Text for analysis

David Camerpoo (David Cameron)
Harriet Pooman (Harriet Harman)

Hazel Poos (Hazel Blears)
Tony Poo (Tony Blair)

Bill and Hilary Pooton (Bill and Hilary Clinton)

Gordon Brownpants (Gordon Brown)
{published concurrently on arkaanalysis.com and ashortdescriptionofmypoo.blogspot.com}

A short description of my dream

I am hungover. I am at work. The sky is already darkening as I chuff, sullen-eyed and greasy, on an afternoon cigarette, casting what has become an increasingly accepting gaze upon the turd which has now sat clinging on to the step by the fire escape in the smoking area for over a week. I receive a text message: 'Yo, would you email me a critical write up of that dream you had about pooing yourself?'

This instantly strikes me as problematic. The pooing dream happened at some point between falling drunkenly into bed on Tuesday night and farting myself awake on Wednesday morning. Sam Smith's Alpine Lager, while cheap, does have the unfortunate side effect of producing something akin to an all-night anal yodel. Though I might as well point out now that I did not actually shit myself in my sleep, I merely dreamed about it. I will return to this point.

On Wednesday night, drunk again, I mentioned the dream. I clawed around in that dark and hazy part of the mind that seems to shut off so quickly after waking from a dream for some more details on the dream, but what I could remember was quite limited. By the time I was invited to critique my unconscious defecatory hallucinations on Thursday, all I could really remember was the dream as I described it on Wednesday night.

Recorded data
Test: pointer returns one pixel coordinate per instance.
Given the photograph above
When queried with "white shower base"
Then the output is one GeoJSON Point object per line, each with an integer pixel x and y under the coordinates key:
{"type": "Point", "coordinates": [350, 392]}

About this exercise
Rewrite the stretch of the dream text from "David Camerpoo (David" through "and Hilary Clinton)", changing "Tony Poo" to "Tony Blair".

Result of this exercise
David Camerpoo (David Cameron)
Harriet Pooman (Harriet Harman)

Hazel Poos (Hazel Blears)
Tony Blair (Tony Blair)

Bill and Hilary Pooton (Bill and Hilary Clinton)